### READING PASSAGE
= = = =

DiltheyLab / HLA-LA

Fast HLA type inference from whole-genome data
GNU General Public License v3.0
120 stars 40 forks source link

Cram files - [main_samview] fail to read the header from "-". #63

Closed juliandwillett closed 2 years ago

juliandwillett commented 2 years ago

I encountered an error when trying to process cram files. The error was thrown when it was trying to organize unmapped reads. After some help on Biostars, I found a solution:

  1. Duplicate the HLA-LA.pl file. I renamed it to HLA-LA_CRAM.pl
  2. Replace line 415 with the following: my $extraction_command_unmapped = qq($samtools_bin view -H $BAM > $working_dir_thisSample/header.file ; $samtools_bin view -\@ $threads_minus_1 $view_T_switch $BAM '*' | awk '{if (\$3 == "*") print \$0}' > $working_dir_thisSample/filtered.sam ; cat $working_dir_thisSample/header.file $working_dir_thisSample/filtered.sam | $samtools_bin view -bo $target_extraction_unmapped -);

The gist of what turned out to be the issue was that the header information was being removed by awk. I dealt with this issue by first saving the header information, running the awk command, add the header back onto the piped file, then continue with the pipeline. This should not affect the accuracy of the program.

= = = =

### INFORMATION
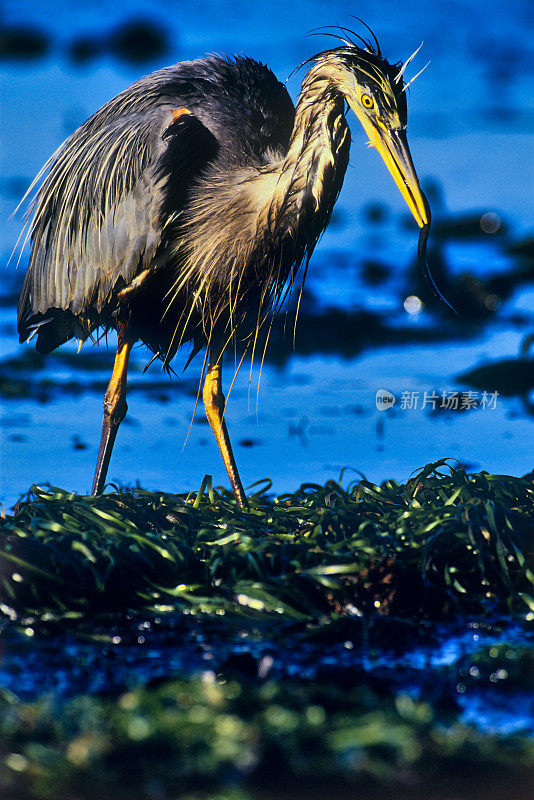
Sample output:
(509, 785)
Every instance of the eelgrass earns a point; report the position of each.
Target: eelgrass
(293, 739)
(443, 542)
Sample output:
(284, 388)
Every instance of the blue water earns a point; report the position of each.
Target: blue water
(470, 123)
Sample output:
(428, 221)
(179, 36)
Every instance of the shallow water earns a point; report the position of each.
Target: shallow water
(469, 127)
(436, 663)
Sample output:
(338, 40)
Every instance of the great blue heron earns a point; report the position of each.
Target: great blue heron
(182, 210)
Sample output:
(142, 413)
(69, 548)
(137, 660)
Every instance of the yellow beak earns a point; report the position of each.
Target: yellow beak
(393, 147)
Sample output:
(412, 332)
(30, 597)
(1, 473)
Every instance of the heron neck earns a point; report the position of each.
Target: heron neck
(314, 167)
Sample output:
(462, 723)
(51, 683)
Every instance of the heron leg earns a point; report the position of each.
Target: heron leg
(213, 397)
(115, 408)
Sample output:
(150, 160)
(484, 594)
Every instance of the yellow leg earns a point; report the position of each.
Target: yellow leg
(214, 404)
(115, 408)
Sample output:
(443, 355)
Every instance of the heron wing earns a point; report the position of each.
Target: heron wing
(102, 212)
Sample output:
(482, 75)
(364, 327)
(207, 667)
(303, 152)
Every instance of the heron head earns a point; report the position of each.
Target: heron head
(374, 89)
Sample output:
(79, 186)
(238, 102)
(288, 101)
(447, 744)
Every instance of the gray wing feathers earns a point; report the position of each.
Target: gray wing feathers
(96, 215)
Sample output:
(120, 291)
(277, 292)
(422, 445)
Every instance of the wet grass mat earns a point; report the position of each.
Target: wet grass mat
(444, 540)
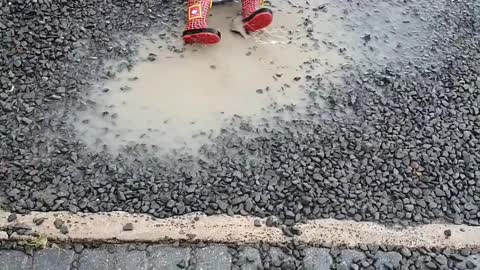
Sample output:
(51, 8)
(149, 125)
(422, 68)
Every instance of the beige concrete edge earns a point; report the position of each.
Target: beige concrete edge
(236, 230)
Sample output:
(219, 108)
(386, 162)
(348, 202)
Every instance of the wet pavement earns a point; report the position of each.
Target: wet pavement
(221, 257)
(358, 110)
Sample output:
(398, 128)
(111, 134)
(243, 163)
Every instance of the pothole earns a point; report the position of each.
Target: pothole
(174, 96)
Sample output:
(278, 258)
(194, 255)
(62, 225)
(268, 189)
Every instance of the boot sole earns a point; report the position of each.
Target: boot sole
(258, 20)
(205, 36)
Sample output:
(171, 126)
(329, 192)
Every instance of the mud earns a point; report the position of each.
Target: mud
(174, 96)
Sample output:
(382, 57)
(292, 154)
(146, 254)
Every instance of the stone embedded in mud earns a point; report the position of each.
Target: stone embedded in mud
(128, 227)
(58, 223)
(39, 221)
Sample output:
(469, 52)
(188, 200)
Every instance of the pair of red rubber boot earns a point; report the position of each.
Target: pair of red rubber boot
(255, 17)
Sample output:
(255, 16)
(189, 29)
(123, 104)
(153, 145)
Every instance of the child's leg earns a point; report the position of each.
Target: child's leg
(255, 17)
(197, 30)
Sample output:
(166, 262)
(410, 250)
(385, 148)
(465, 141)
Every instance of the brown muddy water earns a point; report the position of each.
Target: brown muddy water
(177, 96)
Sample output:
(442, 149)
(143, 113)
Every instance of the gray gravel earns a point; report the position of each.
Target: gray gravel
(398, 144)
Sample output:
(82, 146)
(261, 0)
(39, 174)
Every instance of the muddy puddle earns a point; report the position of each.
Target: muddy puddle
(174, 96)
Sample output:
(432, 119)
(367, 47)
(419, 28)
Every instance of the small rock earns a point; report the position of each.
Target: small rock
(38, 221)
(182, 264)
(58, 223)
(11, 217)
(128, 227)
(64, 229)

= = = =

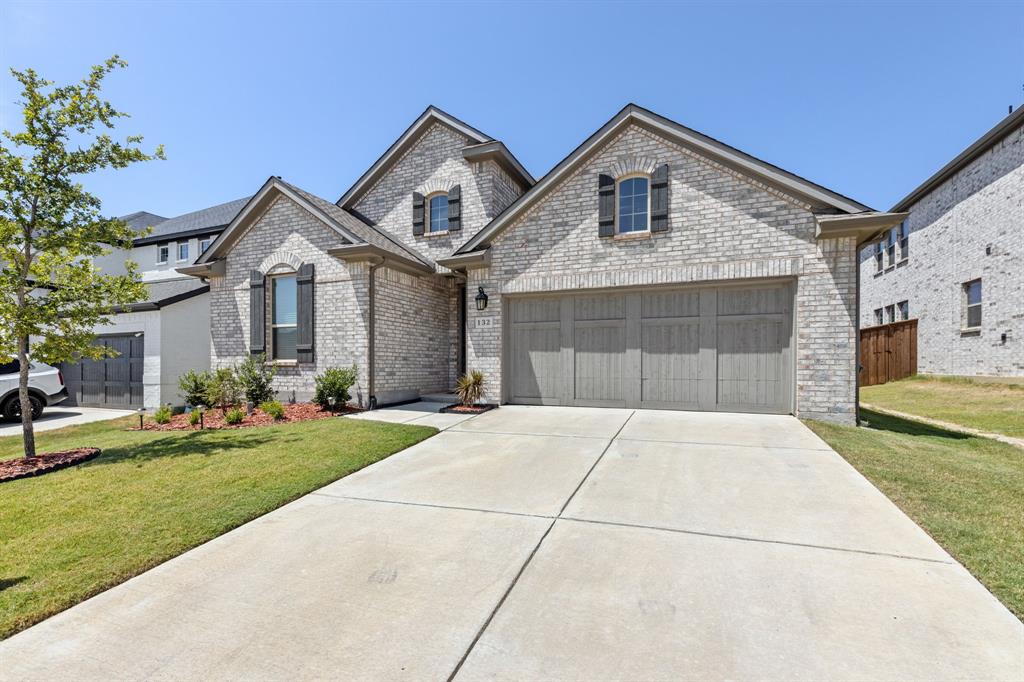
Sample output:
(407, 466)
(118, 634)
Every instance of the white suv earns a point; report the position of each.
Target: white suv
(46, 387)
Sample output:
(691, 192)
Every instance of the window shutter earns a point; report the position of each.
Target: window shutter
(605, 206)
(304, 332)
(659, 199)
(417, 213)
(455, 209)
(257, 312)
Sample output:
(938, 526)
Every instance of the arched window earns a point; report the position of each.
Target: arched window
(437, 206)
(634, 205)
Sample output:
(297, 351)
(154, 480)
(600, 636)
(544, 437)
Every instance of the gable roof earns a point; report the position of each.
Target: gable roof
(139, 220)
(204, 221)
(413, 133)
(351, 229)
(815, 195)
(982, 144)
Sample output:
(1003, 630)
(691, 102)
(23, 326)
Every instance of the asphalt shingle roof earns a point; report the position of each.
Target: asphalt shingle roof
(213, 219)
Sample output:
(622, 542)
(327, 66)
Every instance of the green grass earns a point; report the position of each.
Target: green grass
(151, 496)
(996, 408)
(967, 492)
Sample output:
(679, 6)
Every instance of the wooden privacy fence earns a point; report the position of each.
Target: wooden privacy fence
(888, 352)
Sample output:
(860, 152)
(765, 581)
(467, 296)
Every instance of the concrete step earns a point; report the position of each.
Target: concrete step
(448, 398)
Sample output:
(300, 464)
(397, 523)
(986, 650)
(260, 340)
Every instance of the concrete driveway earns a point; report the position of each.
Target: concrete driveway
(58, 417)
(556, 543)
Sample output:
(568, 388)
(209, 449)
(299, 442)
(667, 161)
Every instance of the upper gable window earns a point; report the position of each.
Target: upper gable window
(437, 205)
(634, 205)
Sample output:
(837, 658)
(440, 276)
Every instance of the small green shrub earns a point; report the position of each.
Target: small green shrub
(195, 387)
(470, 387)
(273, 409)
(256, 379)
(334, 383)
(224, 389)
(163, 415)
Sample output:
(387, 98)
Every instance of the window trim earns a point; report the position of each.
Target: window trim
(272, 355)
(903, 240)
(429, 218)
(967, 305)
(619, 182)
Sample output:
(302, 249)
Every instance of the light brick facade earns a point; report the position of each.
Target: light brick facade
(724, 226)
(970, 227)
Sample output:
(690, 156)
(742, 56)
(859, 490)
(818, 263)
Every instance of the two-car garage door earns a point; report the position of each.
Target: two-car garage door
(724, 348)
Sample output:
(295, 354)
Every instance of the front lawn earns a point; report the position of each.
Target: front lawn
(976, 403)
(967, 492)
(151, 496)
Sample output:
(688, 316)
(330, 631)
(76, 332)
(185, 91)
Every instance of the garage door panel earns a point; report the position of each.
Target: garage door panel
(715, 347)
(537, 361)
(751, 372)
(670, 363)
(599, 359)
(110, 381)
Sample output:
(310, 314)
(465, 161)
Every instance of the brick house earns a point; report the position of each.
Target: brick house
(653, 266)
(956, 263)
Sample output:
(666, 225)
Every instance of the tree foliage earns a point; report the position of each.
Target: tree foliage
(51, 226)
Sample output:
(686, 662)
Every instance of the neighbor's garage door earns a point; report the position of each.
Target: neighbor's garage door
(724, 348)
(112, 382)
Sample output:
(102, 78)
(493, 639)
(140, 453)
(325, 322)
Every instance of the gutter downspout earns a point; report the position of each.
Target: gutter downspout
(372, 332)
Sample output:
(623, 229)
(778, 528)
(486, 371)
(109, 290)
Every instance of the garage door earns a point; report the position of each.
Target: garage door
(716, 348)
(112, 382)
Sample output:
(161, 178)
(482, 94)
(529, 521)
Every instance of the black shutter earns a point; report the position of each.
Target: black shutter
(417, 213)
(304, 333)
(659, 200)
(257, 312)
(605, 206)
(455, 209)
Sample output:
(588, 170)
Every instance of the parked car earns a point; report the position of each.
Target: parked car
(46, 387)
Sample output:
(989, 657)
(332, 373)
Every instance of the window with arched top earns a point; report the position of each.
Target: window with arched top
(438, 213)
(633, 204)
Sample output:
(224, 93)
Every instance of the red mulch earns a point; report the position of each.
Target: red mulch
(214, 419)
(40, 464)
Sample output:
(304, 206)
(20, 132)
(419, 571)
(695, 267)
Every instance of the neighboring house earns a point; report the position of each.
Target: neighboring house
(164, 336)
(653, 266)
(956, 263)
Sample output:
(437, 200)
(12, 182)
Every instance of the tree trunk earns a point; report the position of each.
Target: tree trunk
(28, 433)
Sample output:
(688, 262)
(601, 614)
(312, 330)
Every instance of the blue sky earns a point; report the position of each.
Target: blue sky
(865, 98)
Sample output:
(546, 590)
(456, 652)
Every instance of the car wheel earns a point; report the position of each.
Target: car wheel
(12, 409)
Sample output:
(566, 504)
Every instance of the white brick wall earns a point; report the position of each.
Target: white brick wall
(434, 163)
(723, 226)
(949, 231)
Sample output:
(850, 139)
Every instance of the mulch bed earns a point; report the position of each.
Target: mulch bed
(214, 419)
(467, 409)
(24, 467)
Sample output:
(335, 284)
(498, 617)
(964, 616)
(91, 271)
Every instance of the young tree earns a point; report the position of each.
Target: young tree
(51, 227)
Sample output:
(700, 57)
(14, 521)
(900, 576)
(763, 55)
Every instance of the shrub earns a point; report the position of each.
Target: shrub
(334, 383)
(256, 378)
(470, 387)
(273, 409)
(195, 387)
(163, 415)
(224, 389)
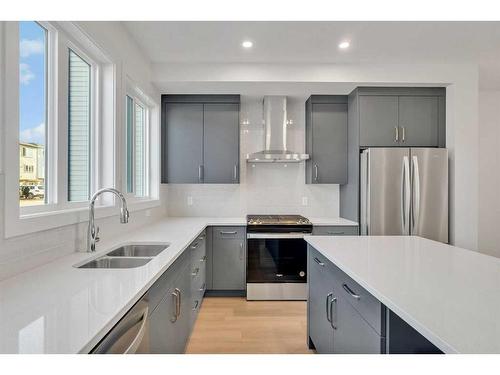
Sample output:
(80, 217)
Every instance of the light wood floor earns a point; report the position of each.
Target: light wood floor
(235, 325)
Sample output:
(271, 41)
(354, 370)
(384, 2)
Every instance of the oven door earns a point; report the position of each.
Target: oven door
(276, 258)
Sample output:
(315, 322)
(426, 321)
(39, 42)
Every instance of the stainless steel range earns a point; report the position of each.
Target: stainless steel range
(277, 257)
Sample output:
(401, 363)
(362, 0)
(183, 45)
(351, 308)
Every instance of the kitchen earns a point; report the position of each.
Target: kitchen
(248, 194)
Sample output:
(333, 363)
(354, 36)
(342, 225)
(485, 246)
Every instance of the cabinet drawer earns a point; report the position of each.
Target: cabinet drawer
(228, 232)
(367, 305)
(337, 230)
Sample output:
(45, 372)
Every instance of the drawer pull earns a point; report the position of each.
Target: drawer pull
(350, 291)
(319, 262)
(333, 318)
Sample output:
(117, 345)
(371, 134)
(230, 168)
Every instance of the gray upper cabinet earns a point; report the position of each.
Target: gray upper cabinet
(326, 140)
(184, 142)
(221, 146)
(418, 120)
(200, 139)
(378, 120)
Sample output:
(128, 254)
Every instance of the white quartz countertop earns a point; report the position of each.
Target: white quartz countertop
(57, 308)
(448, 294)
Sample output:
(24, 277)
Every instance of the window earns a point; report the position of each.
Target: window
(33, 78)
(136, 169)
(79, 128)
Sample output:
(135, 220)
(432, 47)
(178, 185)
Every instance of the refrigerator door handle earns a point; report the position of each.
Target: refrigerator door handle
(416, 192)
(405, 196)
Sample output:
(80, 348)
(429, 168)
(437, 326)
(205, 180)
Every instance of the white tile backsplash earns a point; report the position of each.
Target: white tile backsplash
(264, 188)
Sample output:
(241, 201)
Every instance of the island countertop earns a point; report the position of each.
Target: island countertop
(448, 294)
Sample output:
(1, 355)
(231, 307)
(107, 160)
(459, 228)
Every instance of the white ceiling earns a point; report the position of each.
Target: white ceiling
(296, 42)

= = = =

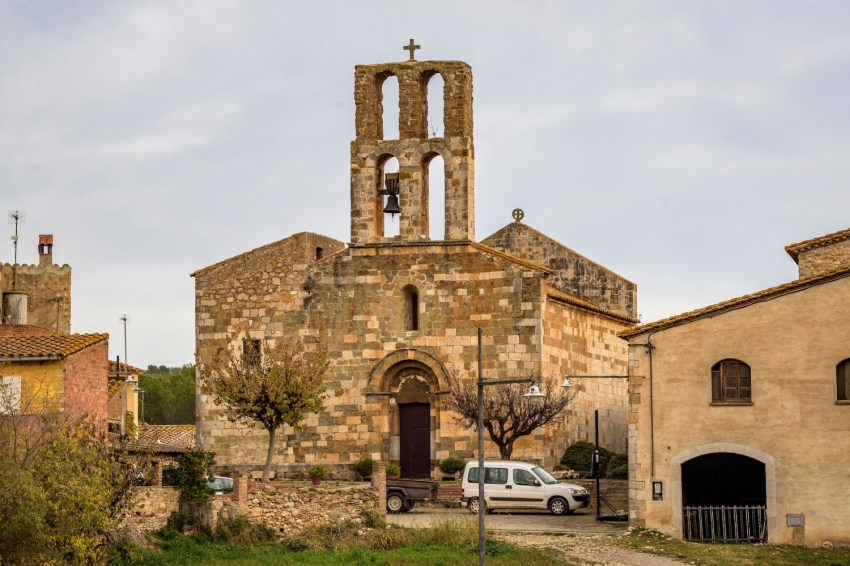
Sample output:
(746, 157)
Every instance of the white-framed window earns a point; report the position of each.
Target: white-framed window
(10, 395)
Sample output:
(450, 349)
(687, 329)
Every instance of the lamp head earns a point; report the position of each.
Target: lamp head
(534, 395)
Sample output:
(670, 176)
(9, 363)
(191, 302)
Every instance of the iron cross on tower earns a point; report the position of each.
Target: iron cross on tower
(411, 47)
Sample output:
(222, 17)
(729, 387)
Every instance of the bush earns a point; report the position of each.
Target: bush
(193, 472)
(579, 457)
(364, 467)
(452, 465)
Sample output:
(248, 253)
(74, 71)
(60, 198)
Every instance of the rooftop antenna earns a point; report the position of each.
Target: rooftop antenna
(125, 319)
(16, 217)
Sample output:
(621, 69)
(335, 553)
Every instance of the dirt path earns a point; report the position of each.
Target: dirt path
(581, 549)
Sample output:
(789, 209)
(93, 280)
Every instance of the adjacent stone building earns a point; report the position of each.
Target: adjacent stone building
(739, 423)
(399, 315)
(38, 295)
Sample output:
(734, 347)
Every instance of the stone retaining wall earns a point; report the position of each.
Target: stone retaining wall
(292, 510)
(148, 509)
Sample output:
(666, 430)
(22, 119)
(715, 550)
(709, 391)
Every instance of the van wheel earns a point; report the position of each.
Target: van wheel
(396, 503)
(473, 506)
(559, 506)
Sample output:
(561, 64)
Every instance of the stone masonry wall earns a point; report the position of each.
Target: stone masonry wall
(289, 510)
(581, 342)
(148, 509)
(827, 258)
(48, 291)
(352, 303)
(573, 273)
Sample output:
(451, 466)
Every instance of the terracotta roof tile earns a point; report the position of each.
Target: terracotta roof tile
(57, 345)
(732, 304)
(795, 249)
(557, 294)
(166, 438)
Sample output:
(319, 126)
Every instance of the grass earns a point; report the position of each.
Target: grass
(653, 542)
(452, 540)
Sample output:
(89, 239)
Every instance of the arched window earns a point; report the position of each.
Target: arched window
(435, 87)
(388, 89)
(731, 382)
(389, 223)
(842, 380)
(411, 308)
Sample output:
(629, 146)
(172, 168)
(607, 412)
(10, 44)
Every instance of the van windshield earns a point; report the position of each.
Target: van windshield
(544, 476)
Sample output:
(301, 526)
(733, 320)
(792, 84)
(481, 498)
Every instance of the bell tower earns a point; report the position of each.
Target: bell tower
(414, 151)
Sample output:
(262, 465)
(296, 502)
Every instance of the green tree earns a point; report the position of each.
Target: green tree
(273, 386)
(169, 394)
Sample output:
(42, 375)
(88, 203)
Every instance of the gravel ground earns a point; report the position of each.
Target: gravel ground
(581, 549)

= = = =

### REQUIRED TASKS
A) Answer these questions about the HLA-LA issue, one per line:
(i) Under which license is HLA-LA released?
(ii) What name did the poster give to the duplicated HLA-LA.pl file?
(iii) According to the poster, what was removing the header information?
B) Reproduce the part of the HLA-LA issue starting with "1. Duplicate the" and going on through "of the program.".
C) List each distinct variable name, with its leading $ sign, that appears in the replacement command for line 415 in the HLA-LA issue. Leave out the backslash-escaped awk fields.

### SOLUTIONS BELOW
A)
(i) GNU General Public License v3.0
(ii) HLA-LA_CRAM.pl
(iii) awk

B)
1. Duplicate the HLA-LA.pl file. I renamed it to HLA-LA_CRAM.pl
  2. Replace line 415 with the following: my $extraction_command_unmapped = qq($samtools_bin view -H $BAM > $working_dir_thisSample/header.file ; $samtools_bin view -\@ $threads_minus_1 $view_T_switch $BAM '*' | awk '{if (\$3 == "*") print \$0}' > $working_dir_thisSample/filtered.sam ; cat $working_dir_thisSample/header.file $working_dir_thisSample/filtered.sam | $samtools_bin view -bo $target_extraction_unmapped -);

The gist of what turned out to be the issue was that the header information was being removed by awk. I dealt with this issue by first saving the header information, running the awk command, add the header back onto the piped file, then continue with the pipeline. This should not affect the accuracy of the program.

C)
$extraction_command_unmapped
$samtools_bin
$BAM
$working_dir_thisSample
$threads_minus_1
$view_T_switch
$target_extraction_unmapped